Excerpted passage:
Craig Cullinane 54:18
Yes. The mostly because we'll either don't know, or because they don't have practice communicating. Yeah, it's like just what you said. But you know, you might not have been able to be with that person 10 years ago. And so on some level, it's like, you know, the world meets us where we are as we continue to evolve. Yes,
Coach Maddox 54:36
yes. And that's very true. honored him on an emotional intimacy level, I would not have been able to be with him 10 years ago probably wouldn't even been able to be with him two years ago. It just, you know, and kind of can clearly see that in retrospect like the timing was pretty impeccable.

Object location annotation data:

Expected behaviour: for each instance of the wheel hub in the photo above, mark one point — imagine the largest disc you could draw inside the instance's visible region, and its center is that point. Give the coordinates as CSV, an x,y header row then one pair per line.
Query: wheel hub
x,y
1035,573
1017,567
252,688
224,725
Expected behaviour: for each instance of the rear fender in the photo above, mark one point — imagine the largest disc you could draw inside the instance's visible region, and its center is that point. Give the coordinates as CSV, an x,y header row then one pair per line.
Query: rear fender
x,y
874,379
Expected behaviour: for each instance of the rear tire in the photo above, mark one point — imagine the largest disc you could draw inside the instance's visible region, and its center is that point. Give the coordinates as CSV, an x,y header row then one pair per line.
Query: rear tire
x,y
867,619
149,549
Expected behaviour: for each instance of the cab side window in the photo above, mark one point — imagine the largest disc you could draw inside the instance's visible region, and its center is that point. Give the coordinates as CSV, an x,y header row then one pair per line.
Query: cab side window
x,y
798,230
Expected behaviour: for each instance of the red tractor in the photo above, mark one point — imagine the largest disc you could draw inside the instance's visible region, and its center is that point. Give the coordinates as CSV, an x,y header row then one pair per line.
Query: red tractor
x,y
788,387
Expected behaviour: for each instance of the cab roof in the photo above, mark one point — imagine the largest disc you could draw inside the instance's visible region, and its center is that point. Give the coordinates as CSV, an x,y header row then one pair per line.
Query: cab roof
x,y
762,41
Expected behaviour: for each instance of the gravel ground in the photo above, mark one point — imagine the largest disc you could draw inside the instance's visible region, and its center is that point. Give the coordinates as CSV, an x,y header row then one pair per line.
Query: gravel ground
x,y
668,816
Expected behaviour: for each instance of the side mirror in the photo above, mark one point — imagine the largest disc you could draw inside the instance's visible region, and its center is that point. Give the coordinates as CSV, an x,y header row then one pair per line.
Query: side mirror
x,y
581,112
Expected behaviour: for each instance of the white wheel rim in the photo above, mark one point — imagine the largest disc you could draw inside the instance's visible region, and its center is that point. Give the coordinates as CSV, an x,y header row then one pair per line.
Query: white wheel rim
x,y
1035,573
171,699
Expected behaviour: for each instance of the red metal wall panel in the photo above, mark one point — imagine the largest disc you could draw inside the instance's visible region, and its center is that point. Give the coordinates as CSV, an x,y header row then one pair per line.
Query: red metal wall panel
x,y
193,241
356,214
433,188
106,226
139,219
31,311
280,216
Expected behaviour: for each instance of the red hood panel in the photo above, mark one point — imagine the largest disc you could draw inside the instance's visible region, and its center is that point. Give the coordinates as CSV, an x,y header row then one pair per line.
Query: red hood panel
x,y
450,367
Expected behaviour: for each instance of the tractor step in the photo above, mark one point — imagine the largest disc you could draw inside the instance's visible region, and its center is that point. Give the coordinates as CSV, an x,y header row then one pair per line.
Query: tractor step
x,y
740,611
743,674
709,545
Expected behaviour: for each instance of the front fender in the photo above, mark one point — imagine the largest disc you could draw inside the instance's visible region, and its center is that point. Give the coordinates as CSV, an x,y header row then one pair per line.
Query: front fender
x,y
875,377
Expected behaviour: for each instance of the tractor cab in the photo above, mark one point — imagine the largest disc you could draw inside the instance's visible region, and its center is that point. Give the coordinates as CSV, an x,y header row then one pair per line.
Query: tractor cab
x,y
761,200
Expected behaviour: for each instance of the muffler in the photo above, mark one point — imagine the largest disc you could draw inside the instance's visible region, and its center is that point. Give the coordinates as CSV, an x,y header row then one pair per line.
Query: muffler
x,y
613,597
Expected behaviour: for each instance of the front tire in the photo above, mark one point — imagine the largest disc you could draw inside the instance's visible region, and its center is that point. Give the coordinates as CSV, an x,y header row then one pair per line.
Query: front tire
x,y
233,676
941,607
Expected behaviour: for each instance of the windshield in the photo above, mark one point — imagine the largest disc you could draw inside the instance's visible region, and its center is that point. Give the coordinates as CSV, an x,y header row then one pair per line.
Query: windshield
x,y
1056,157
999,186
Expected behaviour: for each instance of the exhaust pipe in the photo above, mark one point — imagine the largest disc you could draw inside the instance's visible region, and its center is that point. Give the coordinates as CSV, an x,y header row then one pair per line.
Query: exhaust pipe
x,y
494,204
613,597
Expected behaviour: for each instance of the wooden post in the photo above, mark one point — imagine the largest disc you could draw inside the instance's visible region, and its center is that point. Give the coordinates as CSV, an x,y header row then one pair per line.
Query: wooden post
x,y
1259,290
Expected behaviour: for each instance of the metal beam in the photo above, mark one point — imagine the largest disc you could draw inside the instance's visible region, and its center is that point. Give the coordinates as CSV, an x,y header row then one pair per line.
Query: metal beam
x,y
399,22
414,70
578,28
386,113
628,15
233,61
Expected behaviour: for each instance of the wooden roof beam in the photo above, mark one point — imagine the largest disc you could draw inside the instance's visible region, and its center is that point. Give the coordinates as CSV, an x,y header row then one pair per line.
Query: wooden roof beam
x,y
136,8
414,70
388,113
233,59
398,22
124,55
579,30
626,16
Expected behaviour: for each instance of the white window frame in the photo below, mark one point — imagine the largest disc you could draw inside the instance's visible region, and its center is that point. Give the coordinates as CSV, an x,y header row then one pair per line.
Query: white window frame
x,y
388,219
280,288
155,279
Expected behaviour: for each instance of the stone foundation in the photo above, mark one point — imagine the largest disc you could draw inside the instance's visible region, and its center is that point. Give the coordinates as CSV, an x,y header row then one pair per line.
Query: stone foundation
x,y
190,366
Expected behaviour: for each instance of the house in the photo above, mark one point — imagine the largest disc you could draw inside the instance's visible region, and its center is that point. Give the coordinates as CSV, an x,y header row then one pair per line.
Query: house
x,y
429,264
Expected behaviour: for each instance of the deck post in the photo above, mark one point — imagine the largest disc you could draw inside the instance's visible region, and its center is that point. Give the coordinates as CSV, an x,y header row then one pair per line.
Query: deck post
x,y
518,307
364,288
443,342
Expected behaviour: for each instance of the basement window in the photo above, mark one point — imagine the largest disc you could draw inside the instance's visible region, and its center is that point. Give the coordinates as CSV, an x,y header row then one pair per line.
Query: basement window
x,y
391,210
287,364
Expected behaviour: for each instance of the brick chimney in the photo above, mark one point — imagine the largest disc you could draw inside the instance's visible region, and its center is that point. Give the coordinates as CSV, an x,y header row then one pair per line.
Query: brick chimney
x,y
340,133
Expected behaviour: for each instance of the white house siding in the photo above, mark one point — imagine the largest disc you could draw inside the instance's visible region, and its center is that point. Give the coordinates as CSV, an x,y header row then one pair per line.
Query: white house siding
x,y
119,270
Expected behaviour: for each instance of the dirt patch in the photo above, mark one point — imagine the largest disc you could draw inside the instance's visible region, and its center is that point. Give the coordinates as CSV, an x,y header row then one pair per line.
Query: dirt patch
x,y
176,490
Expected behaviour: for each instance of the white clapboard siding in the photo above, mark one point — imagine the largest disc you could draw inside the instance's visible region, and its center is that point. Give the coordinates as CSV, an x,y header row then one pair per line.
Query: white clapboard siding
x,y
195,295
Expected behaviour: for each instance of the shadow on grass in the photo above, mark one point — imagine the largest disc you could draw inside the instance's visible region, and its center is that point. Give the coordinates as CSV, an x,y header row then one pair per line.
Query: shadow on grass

Challenge: Using the transcript, decide whether each statement agrees with it. Answer yes or no for each, and quote the words that decide it. (a) Craig Cullinane says the world meets us where we are as we continue to evolve. (b) Coach Maddox says it probably would not have been possible to be with him even two years ago. (c) Coach Maddox says that, looking back, the timing was poor.

Full solution:
(a) Yes: "the world meets us where we are as we continue to evolve"
(b) Yes: "probably wouldn't even been able to be with him two years ago"
(c) No: "the timing was pretty impeccable"